What to work on: When you write out the entries, keep every line exactly as it appears.

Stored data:
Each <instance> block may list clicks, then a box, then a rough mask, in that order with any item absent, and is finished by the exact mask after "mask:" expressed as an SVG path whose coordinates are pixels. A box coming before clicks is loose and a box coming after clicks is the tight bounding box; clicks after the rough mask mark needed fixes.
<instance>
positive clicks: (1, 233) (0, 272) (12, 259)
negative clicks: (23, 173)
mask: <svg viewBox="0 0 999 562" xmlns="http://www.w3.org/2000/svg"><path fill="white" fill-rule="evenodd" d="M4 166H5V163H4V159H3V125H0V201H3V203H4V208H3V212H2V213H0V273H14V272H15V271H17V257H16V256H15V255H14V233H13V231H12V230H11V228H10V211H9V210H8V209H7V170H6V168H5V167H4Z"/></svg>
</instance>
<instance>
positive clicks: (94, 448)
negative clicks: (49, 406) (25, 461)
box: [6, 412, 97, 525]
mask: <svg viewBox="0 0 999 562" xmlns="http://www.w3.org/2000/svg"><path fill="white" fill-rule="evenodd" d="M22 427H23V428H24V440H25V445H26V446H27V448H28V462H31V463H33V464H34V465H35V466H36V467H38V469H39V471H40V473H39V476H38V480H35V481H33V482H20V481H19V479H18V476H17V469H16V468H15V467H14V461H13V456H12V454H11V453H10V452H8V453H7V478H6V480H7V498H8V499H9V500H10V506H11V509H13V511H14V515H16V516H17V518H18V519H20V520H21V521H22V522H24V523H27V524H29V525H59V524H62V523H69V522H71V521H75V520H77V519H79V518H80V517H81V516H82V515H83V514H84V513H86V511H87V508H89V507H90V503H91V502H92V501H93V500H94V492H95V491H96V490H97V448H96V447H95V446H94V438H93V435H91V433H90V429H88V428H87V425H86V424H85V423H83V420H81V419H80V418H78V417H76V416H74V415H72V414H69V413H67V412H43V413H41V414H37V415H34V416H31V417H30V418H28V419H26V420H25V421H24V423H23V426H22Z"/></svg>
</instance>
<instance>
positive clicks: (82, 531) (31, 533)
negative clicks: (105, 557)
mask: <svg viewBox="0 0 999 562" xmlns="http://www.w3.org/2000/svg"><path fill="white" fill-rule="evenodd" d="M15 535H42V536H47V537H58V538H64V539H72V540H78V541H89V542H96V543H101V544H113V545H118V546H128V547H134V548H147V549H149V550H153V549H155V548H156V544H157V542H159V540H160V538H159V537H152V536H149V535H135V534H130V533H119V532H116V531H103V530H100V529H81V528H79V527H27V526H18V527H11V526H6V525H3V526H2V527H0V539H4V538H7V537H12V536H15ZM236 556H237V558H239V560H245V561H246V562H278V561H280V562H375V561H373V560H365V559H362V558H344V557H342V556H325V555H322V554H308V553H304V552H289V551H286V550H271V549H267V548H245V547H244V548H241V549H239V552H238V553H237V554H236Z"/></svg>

Answer to the problem:
Each <instance> block may list clicks, then a box, then a rough mask, in that order with any item absent, and is finished by the exact mask after "mask:" expressed as an SVG path whose coordinates are pixels. A box coming before clicks is loose and a box coming after clicks is the tight bounding box; clicks after the rough mask mark needed fixes.
<instance>
positive clicks: (1, 233) (0, 272) (12, 259)
negative clicks: (23, 173)
mask: <svg viewBox="0 0 999 562" xmlns="http://www.w3.org/2000/svg"><path fill="white" fill-rule="evenodd" d="M4 166H5V163H4V159H3V125H0V201H3V203H4V208H3V212H2V213H0V273H14V272H15V271H17V257H16V256H15V255H14V233H13V231H12V230H11V228H10V211H9V210H8V209H7V170H6V168H5V167H4Z"/></svg>
</instance>
<instance>
positive clicks: (94, 448)
negative clicks: (49, 406) (25, 461)
box: [6, 412, 97, 525]
mask: <svg viewBox="0 0 999 562" xmlns="http://www.w3.org/2000/svg"><path fill="white" fill-rule="evenodd" d="M22 427H23V428H24V440H25V445H26V446H27V448H28V462H31V463H33V464H34V465H35V466H36V467H38V469H39V471H40V473H39V476H38V480H35V481H33V482H20V481H19V479H18V476H17V469H16V468H15V467H14V461H13V456H12V454H11V453H10V452H8V453H7V478H6V480H7V498H8V499H9V500H10V506H11V509H13V511H14V515H16V516H17V518H18V519H20V520H21V521H22V522H24V523H27V524H29V525H59V524H62V523H69V522H71V521H75V520H77V519H79V518H80V517H81V516H82V515H83V514H84V513H86V511H87V508H89V507H90V503H91V502H92V501H93V500H94V492H95V491H96V490H97V448H96V447H95V446H94V438H93V435H91V433H90V429H88V428H87V425H86V424H85V423H83V420H81V419H80V418H78V417H76V416H74V415H72V414H69V413H67V412H43V413H41V414H37V415H34V416H31V417H30V418H28V419H26V420H25V421H24V423H23V426H22Z"/></svg>
</instance>
<instance>
positive clicks: (82, 531) (31, 533)
negative clicks: (105, 557)
mask: <svg viewBox="0 0 999 562" xmlns="http://www.w3.org/2000/svg"><path fill="white" fill-rule="evenodd" d="M15 535H42V536H47V537H58V538H64V539H72V540H78V541H89V542H96V543H101V544H113V545H118V546H128V547H134V548H147V549H149V550H153V549H155V548H156V544H157V542H159V540H160V538H159V537H152V536H149V535H135V534H130V533H119V532H116V531H103V530H100V529H81V528H79V527H27V526H18V527H11V526H6V525H3V526H2V527H0V539H4V538H7V537H12V536H15ZM236 556H237V558H239V560H245V561H246V562H278V561H280V562H375V561H373V560H365V559H362V558H344V557H342V556H325V555H322V554H308V553H304V552H289V551H286V550H271V549H267V548H245V547H244V548H241V549H239V552H238V553H237V554H236Z"/></svg>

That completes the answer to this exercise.